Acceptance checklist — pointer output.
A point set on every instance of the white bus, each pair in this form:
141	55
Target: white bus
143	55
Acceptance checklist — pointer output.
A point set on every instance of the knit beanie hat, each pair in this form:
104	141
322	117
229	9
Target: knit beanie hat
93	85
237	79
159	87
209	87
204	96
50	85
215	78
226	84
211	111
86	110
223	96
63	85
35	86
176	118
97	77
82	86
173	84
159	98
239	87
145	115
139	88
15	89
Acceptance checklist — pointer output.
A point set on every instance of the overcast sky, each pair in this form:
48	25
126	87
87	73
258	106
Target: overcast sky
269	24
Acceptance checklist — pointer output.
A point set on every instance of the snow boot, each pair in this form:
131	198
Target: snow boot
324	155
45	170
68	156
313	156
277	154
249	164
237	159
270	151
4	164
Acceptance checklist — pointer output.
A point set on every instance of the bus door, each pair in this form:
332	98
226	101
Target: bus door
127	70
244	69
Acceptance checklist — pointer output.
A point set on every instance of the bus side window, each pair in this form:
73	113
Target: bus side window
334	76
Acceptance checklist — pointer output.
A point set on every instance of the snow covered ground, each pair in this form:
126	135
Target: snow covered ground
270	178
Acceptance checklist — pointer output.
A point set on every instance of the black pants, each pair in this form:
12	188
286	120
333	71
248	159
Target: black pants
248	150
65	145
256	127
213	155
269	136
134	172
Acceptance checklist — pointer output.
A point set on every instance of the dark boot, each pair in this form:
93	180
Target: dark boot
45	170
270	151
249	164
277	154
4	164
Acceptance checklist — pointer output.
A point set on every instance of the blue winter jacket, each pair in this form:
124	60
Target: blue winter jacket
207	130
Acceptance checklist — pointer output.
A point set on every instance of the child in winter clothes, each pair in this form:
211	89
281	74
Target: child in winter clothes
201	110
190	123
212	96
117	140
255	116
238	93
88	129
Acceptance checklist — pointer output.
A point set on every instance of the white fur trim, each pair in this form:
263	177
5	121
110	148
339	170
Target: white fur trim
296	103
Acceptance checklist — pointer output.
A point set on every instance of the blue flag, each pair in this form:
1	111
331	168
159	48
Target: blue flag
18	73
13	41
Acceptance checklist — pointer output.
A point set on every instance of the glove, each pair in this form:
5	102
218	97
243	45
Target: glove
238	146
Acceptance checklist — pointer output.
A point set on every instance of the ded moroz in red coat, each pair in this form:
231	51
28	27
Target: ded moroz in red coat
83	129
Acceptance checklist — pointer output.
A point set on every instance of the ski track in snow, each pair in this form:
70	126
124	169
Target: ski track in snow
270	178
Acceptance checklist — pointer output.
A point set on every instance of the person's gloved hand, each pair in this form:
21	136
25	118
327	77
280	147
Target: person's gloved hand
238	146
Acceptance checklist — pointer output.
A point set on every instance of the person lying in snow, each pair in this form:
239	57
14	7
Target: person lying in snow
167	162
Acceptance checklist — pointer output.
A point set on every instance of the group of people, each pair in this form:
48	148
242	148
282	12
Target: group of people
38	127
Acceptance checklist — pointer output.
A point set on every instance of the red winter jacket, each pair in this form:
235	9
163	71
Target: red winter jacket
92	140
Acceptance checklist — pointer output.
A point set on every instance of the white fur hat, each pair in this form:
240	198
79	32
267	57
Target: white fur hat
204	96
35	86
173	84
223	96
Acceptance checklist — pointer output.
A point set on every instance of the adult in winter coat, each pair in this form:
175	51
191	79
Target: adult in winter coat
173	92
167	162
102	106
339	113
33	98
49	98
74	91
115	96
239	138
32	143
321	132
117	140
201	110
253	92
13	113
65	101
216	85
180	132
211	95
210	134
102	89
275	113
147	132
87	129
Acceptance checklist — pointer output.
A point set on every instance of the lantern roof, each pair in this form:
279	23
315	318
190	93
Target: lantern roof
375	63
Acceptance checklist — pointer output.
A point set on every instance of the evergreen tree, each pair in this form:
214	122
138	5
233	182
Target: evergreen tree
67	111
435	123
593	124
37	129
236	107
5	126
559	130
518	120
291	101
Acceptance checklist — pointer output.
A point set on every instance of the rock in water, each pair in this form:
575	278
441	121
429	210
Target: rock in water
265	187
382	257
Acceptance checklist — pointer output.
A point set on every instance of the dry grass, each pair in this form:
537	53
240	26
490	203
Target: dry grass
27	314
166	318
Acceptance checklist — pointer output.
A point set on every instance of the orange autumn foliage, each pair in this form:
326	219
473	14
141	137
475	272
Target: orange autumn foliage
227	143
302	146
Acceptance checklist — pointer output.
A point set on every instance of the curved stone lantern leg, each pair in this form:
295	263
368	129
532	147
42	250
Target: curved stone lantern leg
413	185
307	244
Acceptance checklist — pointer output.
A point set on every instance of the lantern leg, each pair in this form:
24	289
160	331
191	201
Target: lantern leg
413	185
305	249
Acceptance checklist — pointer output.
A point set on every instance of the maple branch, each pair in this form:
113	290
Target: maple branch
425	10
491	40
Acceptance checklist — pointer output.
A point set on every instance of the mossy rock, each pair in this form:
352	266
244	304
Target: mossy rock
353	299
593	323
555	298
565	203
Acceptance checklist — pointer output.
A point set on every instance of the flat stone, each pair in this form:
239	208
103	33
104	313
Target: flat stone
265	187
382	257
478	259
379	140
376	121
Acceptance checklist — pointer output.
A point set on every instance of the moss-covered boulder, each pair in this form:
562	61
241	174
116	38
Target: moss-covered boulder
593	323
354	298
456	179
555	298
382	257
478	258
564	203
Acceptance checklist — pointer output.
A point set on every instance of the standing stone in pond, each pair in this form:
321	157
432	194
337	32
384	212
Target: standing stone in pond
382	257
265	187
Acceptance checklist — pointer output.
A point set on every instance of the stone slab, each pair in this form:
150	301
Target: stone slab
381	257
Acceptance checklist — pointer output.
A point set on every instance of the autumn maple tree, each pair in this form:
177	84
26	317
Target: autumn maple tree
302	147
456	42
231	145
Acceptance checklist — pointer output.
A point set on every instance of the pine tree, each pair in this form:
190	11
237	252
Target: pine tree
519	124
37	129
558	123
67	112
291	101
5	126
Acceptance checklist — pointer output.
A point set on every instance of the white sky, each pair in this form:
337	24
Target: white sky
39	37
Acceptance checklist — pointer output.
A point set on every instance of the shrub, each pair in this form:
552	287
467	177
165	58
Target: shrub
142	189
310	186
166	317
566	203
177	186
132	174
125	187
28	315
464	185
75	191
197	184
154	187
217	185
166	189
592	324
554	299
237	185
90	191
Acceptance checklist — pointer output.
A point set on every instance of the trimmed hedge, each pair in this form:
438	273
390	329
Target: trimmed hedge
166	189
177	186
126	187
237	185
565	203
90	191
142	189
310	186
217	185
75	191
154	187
+---+
■ WORK TO COMPLETE:
Give an exact copy of all the data shown above.

■ ANSWER TO THIS TASK:
Acceptance checklist — pointer output.
A point set on every instance of the white bus, each pair in this form:
141	55
Target: white bus
143	55
Acceptance checklist — pointer output.
A point set on every instance of the knit beanie hat, each pair in this form:
104	141
322	117
229	9
Target: knit beanie hat
93	85
237	79
159	87
209	87
204	96
50	85
215	78
226	84
211	111
86	110
223	96
63	85
35	86
176	118
97	77
82	86
173	84
159	98
239	87
145	115
139	88
15	89
Acceptance checklist — pointer output.
A point set on every instance of the overcast sky, each pair in this form:
48	25
126	87
87	73
258	106
Target: overcast sky
269	24
Acceptance checklist — pointer output.
A point set on every instance of the snow boot, each pair in this form:
131	198
Target: snow boot
324	155
45	170
68	156
313	156
277	154
249	164
237	159
270	151
4	164
Acceptance checklist — pointer output.
A point set on every instance of the bus door, each pair in this form:
332	98
226	101
Target: bus door
127	70
244	69
Acceptance checklist — pointer output.
A point set on every instance of the bus side window, each pair in this form:
73	113
Target: bus side window
334	76
Acceptance checklist — pointer output.
A point set on every instance of the snow covered ground, each pair in this form:
126	135
Target: snow covered ground
270	178
Acceptance checklist — pointer output.
A point set on every instance of the black pants, each pair in this form:
12	188
286	120
333	71
248	159
Target: black pants
248	150
65	145
256	127
213	155
269	136
134	172
Acceptance checklist — pointer output.
A point set on every instance of the dark boot, each pair in this form:
93	180
Target: dark boot
45	170
270	151
249	164
277	154
4	164
Acceptance checklist — pointer output.
A point set on every instance of the blue winter jacket, each pair in this form:
124	60
Target: blue winter jacket
207	130
Acceptance checklist — pointer output.
A point set on every instance of the child in winter clothes, each pair in this form:
211	89
281	74
Target: child in winter clothes
201	110
190	123
212	96
117	140
255	116
238	93
88	129
Acceptance checklist — pointer output.
A point set on every instance of the white fur trim, each pair in this form:
263	177
5	121
110	148
339	170
Target: white fur trim
296	103
Acceptance checklist — pointer output.
A point set on every instance of the blue flag, each pair in this form:
1	111
331	168
159	48
Target: blue flag
18	73
13	41
Acceptance checklist — pointer output.
A point set on every instance of the glove, each pair in this form:
5	102
218	97
243	45
Target: glove
238	146
Acceptance checklist — pointer output.
A point set on every instance of the ded moroz in red coat, each pair in this form:
231	51
28	27
Target: ded moroz in red coat
83	129
Acceptance checklist — pointer output.
A point set on every instance of the ski track in snow, each pair in this form:
70	126
124	169
Target: ski track in snow
270	178
Acceptance checklist — pointer output.
A point set on every instance of the person's gloved hand, each pair in this form:
21	136
25	118
327	77
280	147
Target: person's gloved hand
238	146
Acceptance checklist — pointer output.
A point set on every instance of the person lying in snow, each pair in this form:
239	57
14	7
Target: person lying in snow
167	162
Acceptance checklist — pointer output.
A point set on every instance of the group of people, each pair in this form:
48	148
242	148
282	12
Target: group of people
38	127
Acceptance checklist — pointer output.
A point set on every instance of the red winter jacket, each pair in this form:
235	9
163	71
Target: red winter jacket
92	140
Acceptance checklist — pointer output.
A point set on every instance of the white fur hat, each pair in this form:
240	198
79	32
267	57
Target: white fur hat
204	96
35	86
173	84
223	96
Acceptance checklist — pointer output.
A point set on every instance of the adult in winter coat, each pair in this form:
175	51
191	79
Target: adult in winter coat
173	92
167	162
102	106
339	113
33	98
49	98
74	91
115	96
239	138
32	143
321	132
117	140
201	110
253	92
13	113
65	101
216	85
180	132
211	95
210	134
102	89
275	113
147	132
87	129
Acceptance checklist — pointer output.
A point set on every instance of the lantern roof, each pair in this form:
279	23
315	318
190	93
Target: lantern roof
375	63
Acceptance checklist — pointer output.
A point set on every instance of the evergreen tree, each pair in this form:
214	122
138	5
233	182
Target: evergreen tree
67	111
435	123
593	124
37	129
236	107
5	126
559	130
518	120
291	101
Acceptance checklist — pointer output.
A point set on every instance of the rock in water, each pair in this form:
575	278
441	121
429	210
Target: rock in water
265	187
382	257
Acceptance checklist — pointer output.
A point set on every instance of the dry grass, each pair in this form:
537	53
240	26
490	203
Target: dry grass
27	314
166	318
Acceptance checklist — pointer output.
A point set on every instance of the orange autumn foliage, each pair in this form:
326	219
473	14
141	137
475	272
Target: orange autumn foliage
227	143
302	146
Acceptance checklist — pointer output.
A point set on every instance of the curved stone lantern leg, each pair in this form:
295	263
368	129
532	147
42	250
Target: curved stone lantern leg
413	185
307	244
Acceptance checklist — pointer output.
A point set on every instance of the lantern leg, each pair in this form:
24	289
160	331
191	201
Target: lantern leg
413	185
305	249
Acceptance checklist — pointer output.
A point set on every instance of the maple branch, each pair in this form:
113	290
Target: maple branch
425	10
491	40
Acceptance checklist — pointer output.
A point set on every instance of the mossy rock, each pair in this form:
352	266
244	304
Target: mossy rock
353	299
593	323
555	298
565	203
Acceptance checklist — pointer output.
A point set on every instance of the flat stone, each pair in this form:
239	208
103	33
104	313
Target: flat stone
265	187
382	257
478	259
379	140
376	121
Acceptance checklist — pointer output.
A point set on every instance of the moss-covered boulder, each pair in this form:
562	61
241	174
116	38
Target: moss-covered boulder
593	323
354	298
456	179
555	298
382	257
478	258
564	203
Acceptance checklist — pointer output.
A point set on every instance of the standing stone in pond, each pair in this form:
321	157
432	194
337	32
384	212
Target: standing stone in pond
382	257
265	187
Acceptance checklist — pointer output.
A point set on every instance of the stone slab, each pair in this form:
150	301
Target: stone slab
381	257
Acceptance checklist — pointer output.
A point set on every instance of the autumn maple tree, each pair in this form:
177	84
26	317
Target: autumn maple tree
302	147
456	42
231	145
Acceptance checklist — pointer output.
A point set on every instance of the pine tree, each pair in this form:
190	11
237	252
Target: pine tree
519	124
37	129
558	123
67	112
291	101
5	126
Acceptance checklist — pointer output.
A point set on every instance of the white sky, each pair in this form:
337	24
Target: white sky
39	37
Acceptance checklist — pointer output.
A point set on every instance of the shrub, each pair in this form:
552	287
467	177
165	58
Target: shrub
142	189
310	186
166	317
566	203
177	186
132	174
125	187
28	315
464	185
75	191
197	184
154	187
217	185
166	189
592	324
554	299
237	185
90	191
Acceptance checklist — pointer output.
A point set on every instance of the trimmed hedge, each pair in this form:
438	273
390	329
Target: trimmed hedge
166	189
177	186
126	187
237	185
565	203
90	191
142	189
310	186
217	185
75	191
154	187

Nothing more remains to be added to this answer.